Excerto para leitura -

__________

A SPS foi uma das entidades que colaborou no Plano que, na minha opinião, está atualizado nos seus objetivos e princípios. Contudo, é preciso que as coisas aconteçam no terreno e que sejam analisadas ao longo do tempo para se ir aperfeiçoando. Estando atento à realidade local surgem inclusive projetos que até podem não constar previamente do Plano, mas que devem ser acionados. Veja-se, por exemplo, a parceria que a SPS estabeleceu com a Infraestruturas de Portugal para se prevenir o número de suicídios nas linhas de caminhos de ferro. Cerca de 10%, acontecem precisamente nestes locais!.
“Dos 15 aos 24 anos, atualmente, a taxa de suicídio é de 3,9%, ou seja abaixo da média nacional; mas aumenta na população acima dos 85 anos que tem uma taxa de 25,9%”
Nos últimos tempos tem-se falado muito da saúde mental dos mais novos, nomeadamente dos adolescentes. Preocupa-o esta faixa etária, sobretudo num período pós-pandemia e quando se vê as urgências de Psiquiatria da Infância e Adolescência sem resposta à noite?

__________

Dados fornecidos -
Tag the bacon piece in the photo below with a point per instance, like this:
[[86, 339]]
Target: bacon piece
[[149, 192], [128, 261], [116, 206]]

__________

Atividade 1 - No excerto sobre a prevenção do suicídio, com que entidade a SPS estabeleceu uma parceria?
Atividade 2 - Retome o excerto sobre a prevenção do suicídio a partir do ponto em que termina.

Resposta 1 - Com a Infraestruturas de Portugal, para prevenir os suicídios nas linhas de caminhos de ferro.

Resposta 2 -
A média nacional de suicídios é de 9,1%/1000 habitantes, mas ao analisarmos as diferentes faixas etárias notamos um crescimento mais acentuado nos mais idosos. Dos 15 aos 24 anos, atualmente, a taxa de suicídio é de 3,9%, ou seja abaixo da média nacional; mas aumenta na população acima dos 85 anos que tem uma taxa de 25,9%! Mas, obviamente, estamos preocupados com os mais novos e a pandemia e o fecho das urgências, não abonam a favor deste grupo. Os jovens precisam de apoio e tudo o que se possa fazer nesse âmbito tem de ser feito, sobretudo na família e nas escolas. O suicídio não tem está associado a uma única causa, mas a muitas.
Todos sabemos que nesta fase da vida somos mais aventureiros, mas as redes sociais têm proporcionado situações que se tornam virais e que são preocupantes, como aconteceu com a baleia azul há uns anos. Neste caso específico, a comunicação social tem um papel fundamental para se evitar ondas de suicídios. Nos anos 80, quando o vocalista dos Nirvana se suicidou, houve mais jovens a imitá-lo nos países em que os media trataram este assunto de forma sensacionalista. Os jornalistas não devem indicar o método utilizado e, além dessa notícia em si, deve-se contar com a colaboração da comunidade médica, mostrando que existe uma resposta para quem está em sofrimento. O suicídio nunca é a resposta a um problema. Transmitir esta mensagem é essencial.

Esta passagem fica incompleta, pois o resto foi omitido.